Berlin: „Dinorah“, Giacomo Meyerbeer

Interessante Musik und unmögliches Libretto

Für alle, die das so interessante wie anstrengende Symposion durchgestanden hatten, und für alle anderen Interessierten, deren es viele gab, wurde am 1.10. Meyerbeers komische Oper "Dinorah" in der Philharmonie aufgeführt. Was man als Theorie vernommen hatte, so das "gestische" Komponieren Meyerbeers, konnte nun überprüft und als zutreffend erkannt werden, so im Herumtollen von Feen und Zwergen im zweiten Akt. Das vom Komponisten eigentlich als Einakter geplante Werk, das auf Wunsch des Intendanten der Opéra-Comique auf die Länge einer Grand Opéra erweitert wurde, geht auf zwei bretonische Legenden zurück, entpuppt sich als eine seltsame Mischung zwischen bukolischer Idylle des Rokoko und Zauberoper der Romantik und nennt als einen der Librettisten den Komponisten selbst. Obwohl Meyerbeer lange vergeblich um seine Idealbesetzung gekämpft hatte, hatte das Werk bei der Uraufführung, die der Komponist selbst dirigierte, einen großen Erfolg und wurde an vielen europäischen Bühnen, schließlich auch in den USA aufgeführt. Adelina Patti war die berühmteste Dinorah, aber auch nach dem Verschwinden des Werks von den Bühnen erfreute sich die sogenannte "Schattenarie" für den Sopran bei den Diven großer Beliebtheit, Sutherland und Callas gehörten zu ihren Interpretinnen. Die einzige CD stammt von Opera Rara aus dem Jahre 1996, die wohl letzte Aufführung auf deutschem Boden aus dem Jahre 2000, als John Dew in Dortmund inszenierte.

•••••

**Kurze Übung**
Bitte beantworten Sie: Von welchem Label und aus welchem Jahr stammt laut dem Textauszug über „Dinorah“ die einzige CD der Oper? Das Material steht für sich und gehört nicht zum Textauszug über Meyerbeers „Dinorah“.

**Bereitgestellte Angaben**
•••••

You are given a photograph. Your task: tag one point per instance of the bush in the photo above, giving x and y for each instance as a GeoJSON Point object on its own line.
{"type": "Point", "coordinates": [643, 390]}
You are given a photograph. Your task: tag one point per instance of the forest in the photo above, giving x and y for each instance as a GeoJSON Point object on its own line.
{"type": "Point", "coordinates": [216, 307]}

•••••

**Vollständige Ausgabe**
Sie stammt von Opera Rara aus dem Jahr 1996.